*PROBLEM STATEMENT:*
List every line of the data below that contains the string "window", treating uppercase and lowercase letters as distinct.

** Start of ENTRIES SUPPLIED **

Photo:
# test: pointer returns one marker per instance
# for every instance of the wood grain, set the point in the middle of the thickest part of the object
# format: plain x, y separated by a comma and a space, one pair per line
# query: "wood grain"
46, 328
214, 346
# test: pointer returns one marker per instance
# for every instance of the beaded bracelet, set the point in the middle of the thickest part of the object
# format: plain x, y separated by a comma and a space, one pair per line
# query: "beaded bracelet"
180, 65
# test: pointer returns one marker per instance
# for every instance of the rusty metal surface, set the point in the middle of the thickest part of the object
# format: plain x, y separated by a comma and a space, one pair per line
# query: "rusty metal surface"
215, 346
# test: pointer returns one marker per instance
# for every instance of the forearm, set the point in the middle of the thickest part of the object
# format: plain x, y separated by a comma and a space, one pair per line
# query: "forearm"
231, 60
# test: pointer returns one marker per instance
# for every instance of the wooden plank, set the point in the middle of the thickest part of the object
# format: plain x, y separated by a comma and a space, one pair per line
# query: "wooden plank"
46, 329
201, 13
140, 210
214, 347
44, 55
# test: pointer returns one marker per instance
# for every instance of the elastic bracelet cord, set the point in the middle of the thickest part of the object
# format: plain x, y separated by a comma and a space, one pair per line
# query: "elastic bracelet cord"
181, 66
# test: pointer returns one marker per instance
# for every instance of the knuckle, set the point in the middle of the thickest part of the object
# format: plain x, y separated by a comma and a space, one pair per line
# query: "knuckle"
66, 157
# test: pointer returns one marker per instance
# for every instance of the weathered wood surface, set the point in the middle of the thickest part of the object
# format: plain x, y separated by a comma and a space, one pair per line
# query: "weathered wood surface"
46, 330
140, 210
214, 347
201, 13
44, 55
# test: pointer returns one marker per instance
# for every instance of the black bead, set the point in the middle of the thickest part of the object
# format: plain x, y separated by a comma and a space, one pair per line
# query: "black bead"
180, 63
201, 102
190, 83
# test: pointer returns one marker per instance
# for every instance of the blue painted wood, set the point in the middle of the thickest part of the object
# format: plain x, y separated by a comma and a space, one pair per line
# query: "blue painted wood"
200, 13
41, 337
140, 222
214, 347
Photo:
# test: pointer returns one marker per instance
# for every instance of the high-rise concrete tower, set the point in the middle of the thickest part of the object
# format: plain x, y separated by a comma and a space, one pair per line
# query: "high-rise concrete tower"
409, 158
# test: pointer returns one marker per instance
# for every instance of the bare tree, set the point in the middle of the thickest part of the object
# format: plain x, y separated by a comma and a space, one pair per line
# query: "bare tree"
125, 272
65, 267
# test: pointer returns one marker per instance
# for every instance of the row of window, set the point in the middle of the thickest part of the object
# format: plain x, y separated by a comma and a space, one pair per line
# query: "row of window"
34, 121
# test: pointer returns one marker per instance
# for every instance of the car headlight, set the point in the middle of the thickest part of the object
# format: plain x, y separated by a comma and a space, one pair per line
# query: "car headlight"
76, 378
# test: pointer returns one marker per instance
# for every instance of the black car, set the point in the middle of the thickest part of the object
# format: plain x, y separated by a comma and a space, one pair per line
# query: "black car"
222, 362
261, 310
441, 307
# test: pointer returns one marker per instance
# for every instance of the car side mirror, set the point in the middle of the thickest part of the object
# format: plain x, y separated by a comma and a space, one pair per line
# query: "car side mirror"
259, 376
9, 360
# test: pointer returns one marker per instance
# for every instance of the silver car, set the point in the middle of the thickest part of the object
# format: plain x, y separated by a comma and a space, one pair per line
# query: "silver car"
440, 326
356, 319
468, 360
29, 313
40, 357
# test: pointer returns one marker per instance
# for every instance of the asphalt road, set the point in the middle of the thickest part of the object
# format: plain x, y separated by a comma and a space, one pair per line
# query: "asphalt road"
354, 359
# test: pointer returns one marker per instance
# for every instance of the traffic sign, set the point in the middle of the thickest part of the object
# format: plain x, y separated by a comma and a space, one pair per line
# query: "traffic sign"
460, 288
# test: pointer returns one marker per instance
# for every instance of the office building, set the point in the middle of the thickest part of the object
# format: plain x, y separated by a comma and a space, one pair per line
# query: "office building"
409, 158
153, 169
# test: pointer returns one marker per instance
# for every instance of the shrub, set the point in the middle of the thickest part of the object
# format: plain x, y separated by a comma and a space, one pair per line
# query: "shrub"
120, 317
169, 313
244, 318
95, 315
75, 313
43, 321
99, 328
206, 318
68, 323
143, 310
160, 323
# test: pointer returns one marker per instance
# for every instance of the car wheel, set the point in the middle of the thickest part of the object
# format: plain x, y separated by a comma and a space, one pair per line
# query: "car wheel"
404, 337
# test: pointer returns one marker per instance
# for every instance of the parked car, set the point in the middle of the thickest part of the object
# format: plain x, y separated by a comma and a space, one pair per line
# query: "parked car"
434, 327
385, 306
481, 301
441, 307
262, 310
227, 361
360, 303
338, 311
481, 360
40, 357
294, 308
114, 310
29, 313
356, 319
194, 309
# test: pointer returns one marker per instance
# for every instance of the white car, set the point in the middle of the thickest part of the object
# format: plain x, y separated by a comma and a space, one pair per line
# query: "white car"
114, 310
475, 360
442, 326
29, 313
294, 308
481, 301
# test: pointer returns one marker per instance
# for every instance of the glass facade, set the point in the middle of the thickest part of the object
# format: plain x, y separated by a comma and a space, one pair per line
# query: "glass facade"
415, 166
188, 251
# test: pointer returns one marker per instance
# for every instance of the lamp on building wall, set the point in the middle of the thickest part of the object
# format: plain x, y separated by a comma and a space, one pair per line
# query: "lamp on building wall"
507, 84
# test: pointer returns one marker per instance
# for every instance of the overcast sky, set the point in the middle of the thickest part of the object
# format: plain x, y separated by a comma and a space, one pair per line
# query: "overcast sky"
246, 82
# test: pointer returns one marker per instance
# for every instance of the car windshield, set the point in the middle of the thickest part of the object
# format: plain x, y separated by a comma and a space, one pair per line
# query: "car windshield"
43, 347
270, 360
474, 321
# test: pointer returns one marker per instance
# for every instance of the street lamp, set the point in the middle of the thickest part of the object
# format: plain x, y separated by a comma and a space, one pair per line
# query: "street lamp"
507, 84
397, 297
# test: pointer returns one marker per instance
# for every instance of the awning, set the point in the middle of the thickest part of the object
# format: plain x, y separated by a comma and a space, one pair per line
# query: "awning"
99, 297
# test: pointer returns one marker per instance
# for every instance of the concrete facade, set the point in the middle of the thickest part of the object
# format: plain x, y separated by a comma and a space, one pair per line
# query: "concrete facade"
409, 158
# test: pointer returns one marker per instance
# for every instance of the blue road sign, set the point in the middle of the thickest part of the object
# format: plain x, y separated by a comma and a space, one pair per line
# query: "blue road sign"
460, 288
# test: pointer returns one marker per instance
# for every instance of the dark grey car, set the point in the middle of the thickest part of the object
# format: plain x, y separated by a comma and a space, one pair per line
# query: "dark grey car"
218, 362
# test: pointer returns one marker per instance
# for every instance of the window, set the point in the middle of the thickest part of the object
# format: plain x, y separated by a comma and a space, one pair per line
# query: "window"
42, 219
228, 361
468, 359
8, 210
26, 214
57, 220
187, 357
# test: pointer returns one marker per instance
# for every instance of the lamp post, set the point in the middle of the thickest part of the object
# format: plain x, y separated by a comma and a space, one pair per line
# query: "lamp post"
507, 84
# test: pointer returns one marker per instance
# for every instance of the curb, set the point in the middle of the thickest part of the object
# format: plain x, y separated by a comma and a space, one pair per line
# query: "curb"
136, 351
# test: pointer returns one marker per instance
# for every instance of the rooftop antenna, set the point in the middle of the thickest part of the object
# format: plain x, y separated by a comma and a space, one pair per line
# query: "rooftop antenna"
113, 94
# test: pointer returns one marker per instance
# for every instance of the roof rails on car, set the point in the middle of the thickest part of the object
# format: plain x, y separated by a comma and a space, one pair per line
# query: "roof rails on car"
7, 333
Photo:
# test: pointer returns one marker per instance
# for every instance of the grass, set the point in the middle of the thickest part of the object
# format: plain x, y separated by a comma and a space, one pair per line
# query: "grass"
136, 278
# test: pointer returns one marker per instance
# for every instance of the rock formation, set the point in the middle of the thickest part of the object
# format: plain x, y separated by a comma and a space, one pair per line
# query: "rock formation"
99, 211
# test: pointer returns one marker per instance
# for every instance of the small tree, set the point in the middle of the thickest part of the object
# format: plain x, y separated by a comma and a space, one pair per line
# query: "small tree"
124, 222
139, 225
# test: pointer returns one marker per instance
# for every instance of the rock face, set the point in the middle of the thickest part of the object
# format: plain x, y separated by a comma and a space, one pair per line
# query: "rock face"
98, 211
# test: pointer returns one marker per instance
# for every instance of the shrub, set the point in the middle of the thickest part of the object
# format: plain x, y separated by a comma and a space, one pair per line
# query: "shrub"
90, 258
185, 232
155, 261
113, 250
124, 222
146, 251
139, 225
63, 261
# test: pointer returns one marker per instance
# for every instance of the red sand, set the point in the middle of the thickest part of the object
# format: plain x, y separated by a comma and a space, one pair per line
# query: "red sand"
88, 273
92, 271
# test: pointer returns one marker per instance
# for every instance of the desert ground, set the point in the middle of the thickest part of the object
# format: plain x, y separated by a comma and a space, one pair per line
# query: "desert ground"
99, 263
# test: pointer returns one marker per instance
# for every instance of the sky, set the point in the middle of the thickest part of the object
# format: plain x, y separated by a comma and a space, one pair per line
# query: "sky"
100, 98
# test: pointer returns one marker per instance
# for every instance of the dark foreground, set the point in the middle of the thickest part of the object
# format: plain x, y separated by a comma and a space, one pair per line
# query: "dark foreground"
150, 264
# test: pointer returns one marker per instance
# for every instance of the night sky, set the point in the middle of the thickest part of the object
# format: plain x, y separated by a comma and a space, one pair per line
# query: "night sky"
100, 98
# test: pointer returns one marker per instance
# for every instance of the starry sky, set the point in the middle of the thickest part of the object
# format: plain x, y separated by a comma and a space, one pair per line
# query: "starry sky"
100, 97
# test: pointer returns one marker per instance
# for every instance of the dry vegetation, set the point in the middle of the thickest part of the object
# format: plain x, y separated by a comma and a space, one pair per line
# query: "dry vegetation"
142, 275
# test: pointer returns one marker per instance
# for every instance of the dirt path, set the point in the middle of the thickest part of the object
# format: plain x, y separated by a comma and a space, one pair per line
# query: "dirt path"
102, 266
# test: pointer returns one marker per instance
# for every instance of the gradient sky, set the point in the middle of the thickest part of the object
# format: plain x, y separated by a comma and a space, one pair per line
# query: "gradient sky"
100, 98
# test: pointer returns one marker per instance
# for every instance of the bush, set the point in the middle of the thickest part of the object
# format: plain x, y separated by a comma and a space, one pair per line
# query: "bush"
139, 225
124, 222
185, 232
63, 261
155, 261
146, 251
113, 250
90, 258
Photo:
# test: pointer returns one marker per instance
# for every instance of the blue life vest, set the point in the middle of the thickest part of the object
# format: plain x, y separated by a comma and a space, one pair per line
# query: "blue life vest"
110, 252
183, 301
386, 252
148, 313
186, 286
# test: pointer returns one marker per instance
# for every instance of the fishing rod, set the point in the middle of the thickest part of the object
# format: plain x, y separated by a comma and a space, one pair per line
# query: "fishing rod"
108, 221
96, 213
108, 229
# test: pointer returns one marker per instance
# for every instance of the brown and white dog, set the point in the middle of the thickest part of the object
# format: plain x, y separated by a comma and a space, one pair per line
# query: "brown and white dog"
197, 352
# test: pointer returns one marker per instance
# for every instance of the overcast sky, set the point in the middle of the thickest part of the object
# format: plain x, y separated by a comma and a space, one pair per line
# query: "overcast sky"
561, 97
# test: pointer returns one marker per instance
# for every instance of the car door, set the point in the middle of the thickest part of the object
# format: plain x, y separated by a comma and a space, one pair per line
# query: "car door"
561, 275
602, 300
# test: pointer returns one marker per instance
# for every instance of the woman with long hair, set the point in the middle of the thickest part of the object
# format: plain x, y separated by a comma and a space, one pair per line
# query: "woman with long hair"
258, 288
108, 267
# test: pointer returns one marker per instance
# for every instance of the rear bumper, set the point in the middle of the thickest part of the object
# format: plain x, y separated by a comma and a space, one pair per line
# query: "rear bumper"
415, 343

** End of ENTRIES SUPPLIED **

*CORRECT OUTPUT:*
# for every instance of the row of window, set the point in the middle of the thickest part of the object
# query: "row of window"
# for every instance of the window, set the point in the middle of the thickest part of the object
# query: "window"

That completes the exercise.